* [What you need to do] The entries below contain pictures. Retype everything except those pictures, exactly as given.

____

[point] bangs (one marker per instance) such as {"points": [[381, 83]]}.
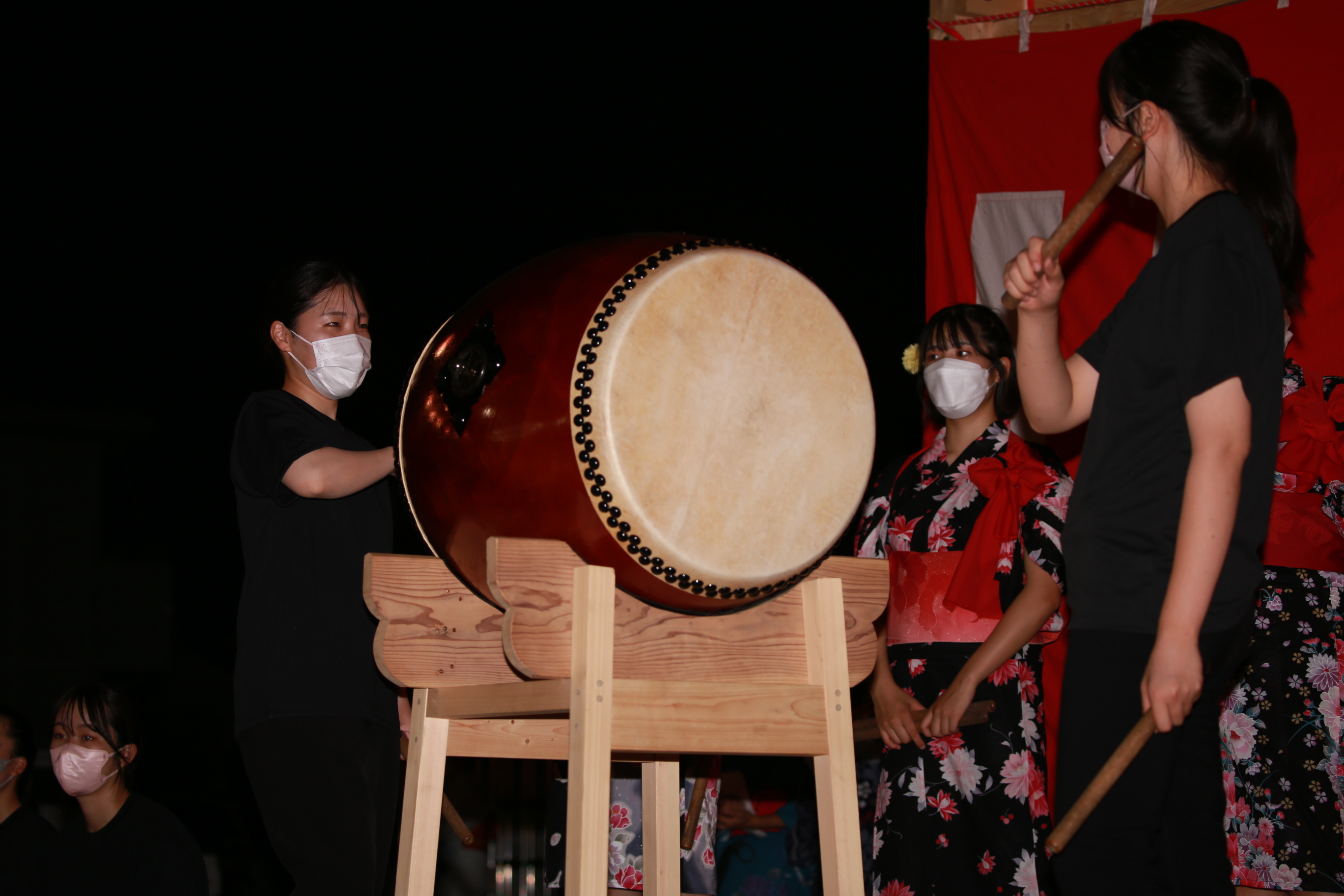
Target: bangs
{"points": [[953, 331]]}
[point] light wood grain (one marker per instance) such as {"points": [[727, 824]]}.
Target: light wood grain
{"points": [[422, 801], [690, 718], [1046, 21], [432, 630], [838, 794], [662, 801], [590, 731], [495, 701], [764, 643]]}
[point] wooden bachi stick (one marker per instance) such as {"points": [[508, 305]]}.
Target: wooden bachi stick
{"points": [[1100, 785], [1113, 174], [976, 714], [456, 822], [693, 816]]}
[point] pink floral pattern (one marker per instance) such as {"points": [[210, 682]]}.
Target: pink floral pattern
{"points": [[1283, 778]]}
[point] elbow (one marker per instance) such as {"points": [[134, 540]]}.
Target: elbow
{"points": [[309, 484]]}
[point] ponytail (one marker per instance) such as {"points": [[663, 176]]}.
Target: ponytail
{"points": [[1239, 127]]}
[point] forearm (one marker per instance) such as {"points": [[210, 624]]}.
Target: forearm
{"points": [[1209, 512], [1022, 621], [1047, 389], [334, 473], [882, 664]]}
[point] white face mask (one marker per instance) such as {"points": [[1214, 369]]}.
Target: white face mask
{"points": [[340, 364], [956, 387], [1131, 179], [80, 769]]}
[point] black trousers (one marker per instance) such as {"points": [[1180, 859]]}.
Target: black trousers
{"points": [[327, 790], [1160, 828]]}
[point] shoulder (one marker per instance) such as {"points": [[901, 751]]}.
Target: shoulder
{"points": [[272, 402], [1217, 229]]}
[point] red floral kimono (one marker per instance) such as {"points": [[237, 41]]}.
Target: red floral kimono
{"points": [[970, 813]]}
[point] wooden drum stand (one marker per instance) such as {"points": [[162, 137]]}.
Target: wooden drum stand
{"points": [[576, 671]]}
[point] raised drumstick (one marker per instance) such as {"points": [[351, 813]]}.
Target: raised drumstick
{"points": [[456, 822], [1100, 785], [693, 816], [1111, 176]]}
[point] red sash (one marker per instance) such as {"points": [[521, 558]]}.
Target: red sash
{"points": [[953, 595]]}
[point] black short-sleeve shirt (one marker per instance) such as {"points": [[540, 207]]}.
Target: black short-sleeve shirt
{"points": [[144, 851], [306, 639], [1204, 309]]}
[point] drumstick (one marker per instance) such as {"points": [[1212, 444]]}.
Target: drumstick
{"points": [[693, 816], [976, 714], [456, 822], [1113, 174], [1100, 785]]}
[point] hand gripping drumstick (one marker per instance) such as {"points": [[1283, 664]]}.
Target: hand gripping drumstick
{"points": [[976, 714], [1112, 175], [1102, 784]]}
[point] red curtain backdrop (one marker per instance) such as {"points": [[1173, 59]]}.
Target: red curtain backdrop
{"points": [[1002, 120]]}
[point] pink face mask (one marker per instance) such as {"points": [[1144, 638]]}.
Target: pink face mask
{"points": [[80, 769], [1131, 179]]}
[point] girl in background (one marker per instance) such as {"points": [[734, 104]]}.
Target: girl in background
{"points": [[971, 526], [124, 844], [1283, 767]]}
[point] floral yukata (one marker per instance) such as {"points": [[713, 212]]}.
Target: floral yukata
{"points": [[1283, 769], [970, 813]]}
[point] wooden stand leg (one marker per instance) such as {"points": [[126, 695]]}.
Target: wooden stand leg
{"points": [[417, 855], [662, 827], [590, 731], [838, 794]]}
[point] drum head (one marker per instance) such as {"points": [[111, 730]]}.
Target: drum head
{"points": [[731, 420]]}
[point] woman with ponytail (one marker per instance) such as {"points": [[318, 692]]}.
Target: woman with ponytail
{"points": [[1182, 387]]}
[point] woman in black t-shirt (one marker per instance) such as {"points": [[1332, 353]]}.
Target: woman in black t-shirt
{"points": [[1180, 385], [124, 844], [316, 723]]}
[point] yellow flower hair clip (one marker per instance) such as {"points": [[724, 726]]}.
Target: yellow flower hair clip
{"points": [[910, 359]]}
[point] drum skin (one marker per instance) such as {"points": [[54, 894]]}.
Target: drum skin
{"points": [[511, 468]]}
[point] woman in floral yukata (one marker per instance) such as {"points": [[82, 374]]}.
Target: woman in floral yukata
{"points": [[1281, 725], [971, 526]]}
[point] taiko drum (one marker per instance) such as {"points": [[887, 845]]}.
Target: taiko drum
{"points": [[691, 413]]}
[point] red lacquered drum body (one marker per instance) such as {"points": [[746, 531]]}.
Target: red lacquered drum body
{"points": [[695, 416]]}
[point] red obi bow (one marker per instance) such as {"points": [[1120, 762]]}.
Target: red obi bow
{"points": [[1312, 445], [1010, 481]]}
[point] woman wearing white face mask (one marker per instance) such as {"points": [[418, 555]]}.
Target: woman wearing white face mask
{"points": [[971, 527], [124, 844], [1182, 387], [316, 723]]}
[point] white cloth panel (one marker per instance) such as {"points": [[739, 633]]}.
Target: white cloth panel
{"points": [[1000, 229]]}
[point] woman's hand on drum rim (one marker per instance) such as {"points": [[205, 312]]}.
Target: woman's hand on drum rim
{"points": [[945, 714], [893, 708]]}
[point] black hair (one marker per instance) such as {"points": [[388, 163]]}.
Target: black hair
{"points": [[1237, 125], [983, 330], [298, 288], [107, 711], [21, 732]]}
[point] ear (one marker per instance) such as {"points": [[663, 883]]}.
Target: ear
{"points": [[280, 336], [1149, 120]]}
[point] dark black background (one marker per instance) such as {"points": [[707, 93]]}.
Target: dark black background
{"points": [[162, 171]]}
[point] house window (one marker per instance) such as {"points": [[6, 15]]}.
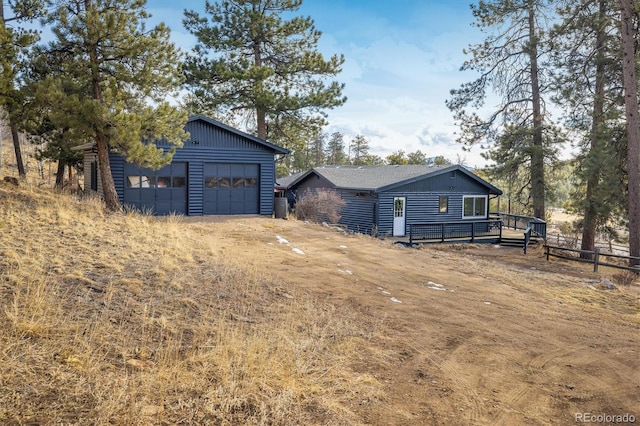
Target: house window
{"points": [[474, 207], [444, 204]]}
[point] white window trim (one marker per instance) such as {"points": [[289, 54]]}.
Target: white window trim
{"points": [[486, 206]]}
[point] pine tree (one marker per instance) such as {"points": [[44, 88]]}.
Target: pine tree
{"points": [[359, 151], [509, 64], [250, 59], [397, 158], [629, 24], [122, 74], [14, 44], [417, 157], [588, 78]]}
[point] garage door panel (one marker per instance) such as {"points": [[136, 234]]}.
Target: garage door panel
{"points": [[231, 188]]}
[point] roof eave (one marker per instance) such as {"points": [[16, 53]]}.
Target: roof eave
{"points": [[277, 149]]}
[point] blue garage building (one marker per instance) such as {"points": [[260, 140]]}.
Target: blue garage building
{"points": [[219, 171]]}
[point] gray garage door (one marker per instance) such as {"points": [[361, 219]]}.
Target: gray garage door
{"points": [[231, 188], [161, 191]]}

____

* [Answer to the task]
[point] bangs (one marker per instance) such as {"points": [[381, 83]]}.
Target: bangs
{"points": [[953, 331]]}
[point] light wood grain (one marker per instance) such as {"points": [[727, 824]]}.
Target: light wood grain
{"points": [[422, 801], [690, 718], [1046, 21], [432, 630], [838, 794], [662, 801], [590, 731], [495, 701], [764, 643]]}
[point] wooden bachi stick (one marker per instance) such as {"points": [[508, 305]]}.
Target: wooden bachi stick
{"points": [[1100, 785], [1113, 174], [976, 714], [456, 822], [693, 816]]}
[point] pink floral pattern (one marker per instance) such as {"points": [[210, 682]]}.
Target: pink floral pattern
{"points": [[1283, 778]]}
[point] elbow (one marker per instance) such as {"points": [[134, 540]]}.
Target: elbow
{"points": [[309, 484]]}
[point] ponytail (one marker per instance) such as {"points": [[663, 176]]}.
Target: ponytail
{"points": [[1239, 127]]}
[point] forearm (one marker per instance) such as {"points": [[210, 624]]}.
Target: forearm
{"points": [[1209, 512], [1022, 621], [1047, 389], [334, 473], [882, 664]]}
[point] white face mask (one marker per instance) such as {"points": [[1214, 369]]}.
Target: white face mask
{"points": [[340, 364], [956, 387], [1131, 179], [80, 769]]}
[point] black trousers (one marker per instance) such as {"points": [[1180, 859]]}.
Target: black trousers
{"points": [[327, 790], [1160, 828]]}
[point] shoulder (one marker per instance) such as {"points": [[901, 751]]}.
Target: shoulder
{"points": [[272, 402], [1217, 229]]}
[point] red floral kimono (one marker per instance) such as {"points": [[237, 41]]}.
Target: red floral kimono
{"points": [[970, 813]]}
[point] wooden drum stand (one marker per instance) such as {"points": [[162, 137]]}.
Target: wooden drum stand
{"points": [[576, 671]]}
[point] raised drumstick (one marker per instance) such as {"points": [[351, 813]]}.
Target: raised drumstick
{"points": [[456, 822], [1100, 785], [693, 816], [1111, 176]]}
[point] red sash (one marker per instance) such as {"points": [[521, 558]]}.
Target: red sash
{"points": [[953, 595]]}
[point] black short-sleeve shirt (one marker per instance) such as {"points": [[540, 207]]}.
Target: black short-sleeve shirt
{"points": [[144, 851], [306, 639], [1204, 309]]}
[point] drumstick (one marker per instance) such as {"points": [[1212, 444]]}.
Target: drumstick
{"points": [[693, 816], [976, 714], [456, 822], [1113, 174], [1100, 785]]}
[point] hand gripping drumstick (one marker per instance) such as {"points": [[1283, 664]]}.
Target: hand gripping drumstick
{"points": [[976, 714], [1112, 175], [1102, 784]]}
[point] red curtain backdrop (one marker per instance) such as {"points": [[1173, 59]]}.
Target: red curtain backdrop
{"points": [[1002, 120]]}
[point] pink face mask (one marker per instance) such as {"points": [[1144, 638]]}.
Target: pink face mask
{"points": [[80, 769], [1131, 179]]}
[point] girl in background (one marker per instance) such as {"points": [[734, 104]]}.
Target: girl in background
{"points": [[971, 526], [124, 844], [1283, 767]]}
[point] floral yukata (one marker per instance) such as {"points": [[713, 212]]}.
Target: floral yukata
{"points": [[1283, 769], [970, 813]]}
[point] wooden stand leg (one marker per instance) such as {"points": [[126, 695]]}.
Target: wooden stand leg
{"points": [[417, 855], [662, 827], [590, 731], [838, 794]]}
[point] drum head (one marker per instance) such as {"points": [[111, 730]]}.
Target: drum head
{"points": [[731, 420]]}
[point] woman with ponytail (one marker per instance) such as {"points": [[318, 692]]}.
Target: woman with ponytail
{"points": [[1182, 387]]}
[point] woman in black t-shirt (one marker per instance) such as {"points": [[1332, 353]]}.
Target: woman in black t-shirt
{"points": [[1180, 385], [124, 844], [316, 723]]}
[point] yellow flower hair clip (one marker per instance) such as {"points": [[724, 726]]}.
Target: yellow flower hair clip
{"points": [[910, 359]]}
[point] drum skin (one marker per instance) such as {"points": [[54, 894]]}.
Target: drum skin
{"points": [[511, 468]]}
[point] woman in floral yukata (one marker per instance) such as {"points": [[82, 374]]}.
Target: woman in floral yukata
{"points": [[1281, 725], [971, 526]]}
[point] taiko drum (one marker per instance) such as {"points": [[887, 845]]}.
Target: taiko drum
{"points": [[691, 413]]}
[point] red lacquered drum body (one marker per instance) such as {"points": [[746, 531]]}.
Target: red lacquered drum body
{"points": [[695, 416]]}
[point] red obi bow (one marker per instance) such as {"points": [[1120, 762]]}.
Target: red obi bow
{"points": [[1312, 445], [1010, 481]]}
[point] woman wearing white face mask (one marker per instance) such as {"points": [[418, 555]]}.
Target: woman wearing white face mask
{"points": [[971, 527], [124, 844], [1182, 387], [316, 723]]}
[point] white cloth panel (one marker per instance) such as {"points": [[739, 633]]}.
Target: white cloth panel
{"points": [[1000, 229]]}
[point] woman's hand on drum rim (one marker per instance) such as {"points": [[205, 312]]}.
Target: woman's hand on drum rim
{"points": [[945, 714], [893, 708]]}
[point] black hair (one marker per instance) such as {"points": [[388, 163]]}.
Target: black hair
{"points": [[1237, 125], [983, 330], [298, 288], [107, 711], [21, 732]]}
[point] ear (one marker per instance) such as {"points": [[663, 883]]}.
Target: ear
{"points": [[280, 336], [1149, 120]]}
[point] dark black background (one marker per instance) such as {"points": [[707, 93]]}.
Target: dark black background
{"points": [[162, 171]]}
[point] house window (one marker per instance) such as {"points": [[6, 15]]}.
Target: house window
{"points": [[474, 207], [444, 204]]}
[point] white window trim (one marker per instance) such as {"points": [[289, 54]]}.
Target: white window trim
{"points": [[486, 206]]}
[point] pine tree (one marker per instance) such as {"points": [[44, 88]]}.
Target: pine tree
{"points": [[359, 151], [509, 64], [250, 59], [397, 158], [629, 24], [122, 74], [14, 44], [417, 157], [588, 78]]}
[point] garage door panel (one marker per instance) such as {"points": [[136, 234]]}.
Target: garage door panel
{"points": [[231, 188]]}
[point] roof eave (one marker per instance) such as {"points": [[16, 53]]}.
Target: roof eave
{"points": [[277, 149]]}
[point] blue garage building (one marker per instance) such as {"points": [[260, 140]]}.
Target: blue garage building
{"points": [[219, 171]]}
[point] gray garage door (one marker per instance) such as {"points": [[361, 219]]}.
Target: gray garage door
{"points": [[231, 188], [161, 191]]}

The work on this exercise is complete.